◆ **SERIE DI ESERCIZI**
1. Secondo il brano sull'Alto Adige e il Covid19, perché il giorno prima della partenza di massa del biathlon ci furono trattative con Roma?
2. Riporta dal brano sull'Alto Adige e il Covid19 il passo che va da «L’autonomia speciale dell'Alto» a «di misure esagerate.».

L’autonomia speciale dell'Alto Adige ha influito significativamente sulla mentalità dei suoi abitanti, che si percepiscono un po' diversi dagli altri, un po' «speciali». Anche per quanto riguarda la sicurezza. Risparmiati dall'influenza aviaria e suina, dall'Ebola e dalla Sars, coltivavano l’illusione che anche il Covid19 si fermasse ai confini della provincia.

Il 23 febbraio l'Alto Adige viene svegliato dal suo sonno tranquillo. In tutto il nord Italia asili, scuole e università vengono chiuse e i comuni più colpiti dal virus dichiarati zona rossa. L'Alto Adige segue l'esempio e chiude gli istituti scolastici. Molti parlano di misure esagerate.

In questo periodo di fine febbraio l'Alto Adige vive nella febbre del biathlon e i Campionati del mondo di Anterselva si avviano verso il loro culmine. Domenica 23 febbraio, Roma prende misure drastiche. Lo stesso giorno si assiste all'evento clou del biathlon con la partenza di massa femminile e maschile, con migliaia di spettatori. Il giorno prima c'erano state frenetiche trattative con Roma per non dover annullare l'evento. The show must go on!

◆ **Voci di dati raccolte**
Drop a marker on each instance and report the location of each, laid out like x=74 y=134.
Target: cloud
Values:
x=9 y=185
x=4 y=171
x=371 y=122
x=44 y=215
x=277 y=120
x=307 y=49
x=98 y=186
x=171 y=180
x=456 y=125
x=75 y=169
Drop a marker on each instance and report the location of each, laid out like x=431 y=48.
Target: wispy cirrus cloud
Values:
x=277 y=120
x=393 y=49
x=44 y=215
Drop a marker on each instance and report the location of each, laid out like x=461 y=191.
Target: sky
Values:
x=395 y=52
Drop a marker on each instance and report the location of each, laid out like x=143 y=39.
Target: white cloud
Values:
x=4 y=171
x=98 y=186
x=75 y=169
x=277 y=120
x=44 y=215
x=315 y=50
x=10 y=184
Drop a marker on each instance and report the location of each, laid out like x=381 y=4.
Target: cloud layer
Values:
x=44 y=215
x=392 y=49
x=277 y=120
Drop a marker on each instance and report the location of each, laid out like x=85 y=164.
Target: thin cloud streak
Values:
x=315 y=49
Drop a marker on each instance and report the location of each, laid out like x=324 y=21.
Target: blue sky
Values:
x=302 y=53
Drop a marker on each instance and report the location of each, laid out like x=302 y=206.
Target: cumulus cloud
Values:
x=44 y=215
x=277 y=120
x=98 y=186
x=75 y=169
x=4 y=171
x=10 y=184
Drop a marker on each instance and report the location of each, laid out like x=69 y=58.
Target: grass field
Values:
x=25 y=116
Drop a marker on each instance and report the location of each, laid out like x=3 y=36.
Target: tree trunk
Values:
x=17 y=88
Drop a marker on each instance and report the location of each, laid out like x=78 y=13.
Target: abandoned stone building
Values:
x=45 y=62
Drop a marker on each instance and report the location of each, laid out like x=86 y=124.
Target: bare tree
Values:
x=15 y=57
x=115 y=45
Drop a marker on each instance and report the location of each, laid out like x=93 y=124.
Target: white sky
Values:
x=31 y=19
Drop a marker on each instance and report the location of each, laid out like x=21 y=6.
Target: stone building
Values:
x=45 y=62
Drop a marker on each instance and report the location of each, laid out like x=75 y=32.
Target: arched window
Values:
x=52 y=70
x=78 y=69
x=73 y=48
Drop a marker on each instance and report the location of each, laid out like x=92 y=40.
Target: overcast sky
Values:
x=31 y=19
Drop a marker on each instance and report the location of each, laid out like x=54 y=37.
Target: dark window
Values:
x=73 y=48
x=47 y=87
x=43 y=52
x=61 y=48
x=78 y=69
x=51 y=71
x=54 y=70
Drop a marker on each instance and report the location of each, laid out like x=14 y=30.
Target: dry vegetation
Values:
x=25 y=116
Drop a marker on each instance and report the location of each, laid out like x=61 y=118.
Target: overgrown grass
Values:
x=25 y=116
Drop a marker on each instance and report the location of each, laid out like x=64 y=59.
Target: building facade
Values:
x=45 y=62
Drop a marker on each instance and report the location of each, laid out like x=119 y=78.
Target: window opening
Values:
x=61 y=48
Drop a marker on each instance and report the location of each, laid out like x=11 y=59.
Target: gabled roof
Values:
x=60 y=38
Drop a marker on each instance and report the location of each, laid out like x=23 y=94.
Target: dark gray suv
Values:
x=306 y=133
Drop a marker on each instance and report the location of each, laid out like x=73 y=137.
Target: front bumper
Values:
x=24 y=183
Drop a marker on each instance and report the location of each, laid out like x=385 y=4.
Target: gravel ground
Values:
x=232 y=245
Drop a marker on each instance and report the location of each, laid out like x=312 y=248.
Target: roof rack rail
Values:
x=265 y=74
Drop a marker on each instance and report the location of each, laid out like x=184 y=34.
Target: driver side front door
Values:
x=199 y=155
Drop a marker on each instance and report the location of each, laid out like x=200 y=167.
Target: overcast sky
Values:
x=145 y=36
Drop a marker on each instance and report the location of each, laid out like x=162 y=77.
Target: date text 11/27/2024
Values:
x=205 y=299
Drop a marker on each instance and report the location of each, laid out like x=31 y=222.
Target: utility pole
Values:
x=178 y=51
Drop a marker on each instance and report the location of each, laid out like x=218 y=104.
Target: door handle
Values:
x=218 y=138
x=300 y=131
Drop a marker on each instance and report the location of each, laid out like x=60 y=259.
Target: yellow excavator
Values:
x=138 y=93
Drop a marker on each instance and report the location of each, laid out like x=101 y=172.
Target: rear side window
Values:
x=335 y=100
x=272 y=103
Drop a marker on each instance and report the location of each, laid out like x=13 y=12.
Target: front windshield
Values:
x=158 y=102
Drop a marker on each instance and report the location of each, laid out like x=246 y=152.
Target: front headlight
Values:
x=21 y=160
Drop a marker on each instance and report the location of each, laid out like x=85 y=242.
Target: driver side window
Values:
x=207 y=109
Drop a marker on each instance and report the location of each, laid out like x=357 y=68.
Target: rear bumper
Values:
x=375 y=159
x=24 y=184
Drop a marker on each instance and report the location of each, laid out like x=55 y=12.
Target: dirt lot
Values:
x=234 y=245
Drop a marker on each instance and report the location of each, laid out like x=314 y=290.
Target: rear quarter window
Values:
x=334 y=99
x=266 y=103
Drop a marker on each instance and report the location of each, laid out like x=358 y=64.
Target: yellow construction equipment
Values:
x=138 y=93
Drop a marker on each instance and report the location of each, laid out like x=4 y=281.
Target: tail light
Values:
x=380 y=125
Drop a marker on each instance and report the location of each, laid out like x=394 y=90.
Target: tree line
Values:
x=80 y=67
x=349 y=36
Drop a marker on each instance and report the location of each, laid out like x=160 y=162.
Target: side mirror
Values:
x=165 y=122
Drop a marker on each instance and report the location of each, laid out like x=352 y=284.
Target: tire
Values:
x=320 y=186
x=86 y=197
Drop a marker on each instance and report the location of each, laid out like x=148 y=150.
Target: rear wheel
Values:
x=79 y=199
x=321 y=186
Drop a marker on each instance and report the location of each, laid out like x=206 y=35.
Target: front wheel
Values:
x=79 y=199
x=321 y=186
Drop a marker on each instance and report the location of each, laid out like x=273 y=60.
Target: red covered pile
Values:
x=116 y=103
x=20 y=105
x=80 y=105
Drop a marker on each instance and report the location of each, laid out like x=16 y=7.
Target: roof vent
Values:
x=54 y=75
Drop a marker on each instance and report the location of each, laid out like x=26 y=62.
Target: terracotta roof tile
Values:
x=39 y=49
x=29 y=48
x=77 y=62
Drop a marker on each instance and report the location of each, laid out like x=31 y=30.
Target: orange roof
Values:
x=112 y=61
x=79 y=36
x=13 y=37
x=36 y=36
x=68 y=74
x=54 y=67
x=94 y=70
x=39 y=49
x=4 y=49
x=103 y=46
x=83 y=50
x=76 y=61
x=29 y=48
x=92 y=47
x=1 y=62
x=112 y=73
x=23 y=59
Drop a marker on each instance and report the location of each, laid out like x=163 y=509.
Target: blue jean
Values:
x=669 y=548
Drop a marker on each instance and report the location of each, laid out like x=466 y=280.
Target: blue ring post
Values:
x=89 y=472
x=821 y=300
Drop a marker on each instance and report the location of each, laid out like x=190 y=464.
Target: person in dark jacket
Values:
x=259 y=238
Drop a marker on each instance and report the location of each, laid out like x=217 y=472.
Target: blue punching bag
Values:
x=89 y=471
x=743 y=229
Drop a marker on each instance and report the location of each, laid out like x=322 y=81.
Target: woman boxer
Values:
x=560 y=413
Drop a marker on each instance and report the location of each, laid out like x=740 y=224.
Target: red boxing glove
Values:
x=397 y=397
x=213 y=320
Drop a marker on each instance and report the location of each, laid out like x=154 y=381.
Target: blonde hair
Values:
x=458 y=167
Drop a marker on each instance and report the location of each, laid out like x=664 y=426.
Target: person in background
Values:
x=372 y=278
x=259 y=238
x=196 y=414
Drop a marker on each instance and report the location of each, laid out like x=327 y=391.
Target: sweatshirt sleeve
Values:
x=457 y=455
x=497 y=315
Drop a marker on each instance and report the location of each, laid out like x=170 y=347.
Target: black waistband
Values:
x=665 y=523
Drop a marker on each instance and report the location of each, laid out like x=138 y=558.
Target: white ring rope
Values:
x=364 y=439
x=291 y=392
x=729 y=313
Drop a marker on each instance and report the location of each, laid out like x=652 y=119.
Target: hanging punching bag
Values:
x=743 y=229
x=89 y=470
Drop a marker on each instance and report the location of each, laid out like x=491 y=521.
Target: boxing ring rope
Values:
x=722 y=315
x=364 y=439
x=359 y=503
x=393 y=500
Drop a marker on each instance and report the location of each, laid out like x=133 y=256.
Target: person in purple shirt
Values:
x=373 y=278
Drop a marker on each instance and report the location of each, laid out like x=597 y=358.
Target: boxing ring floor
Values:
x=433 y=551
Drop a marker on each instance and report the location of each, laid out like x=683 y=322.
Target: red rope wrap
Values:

◆ **RISPOSTE ATTESE**
1. Ci furono frenetiche trattative con Roma per non dover annullare l'evento.

2.
L’autonomia speciale dell'Alto Adige ha influito significativamente sulla mentalità dei suoi abitanti, che si percepiscono un po' diversi dagli altri, un po' «speciali». Anche per quanto riguarda la sicurezza. Risparmiati dall'influenza aviaria e suina, dall'Ebola e dalla Sars, coltivavano l’illusione che anche il Covid19 si fermasse ai confini della provincia.

Il 23 febbraio l'Alto Adige viene svegliato dal suo sonno tranquillo. In tutto il nord Italia asili, scuole e università vengono chiuse e i comuni più colpiti dal virus dichiarati zona rossa. L'Alto Adige segue l'esempio e chiude gli istituti scolastici. Molti parlano di misure esagerate.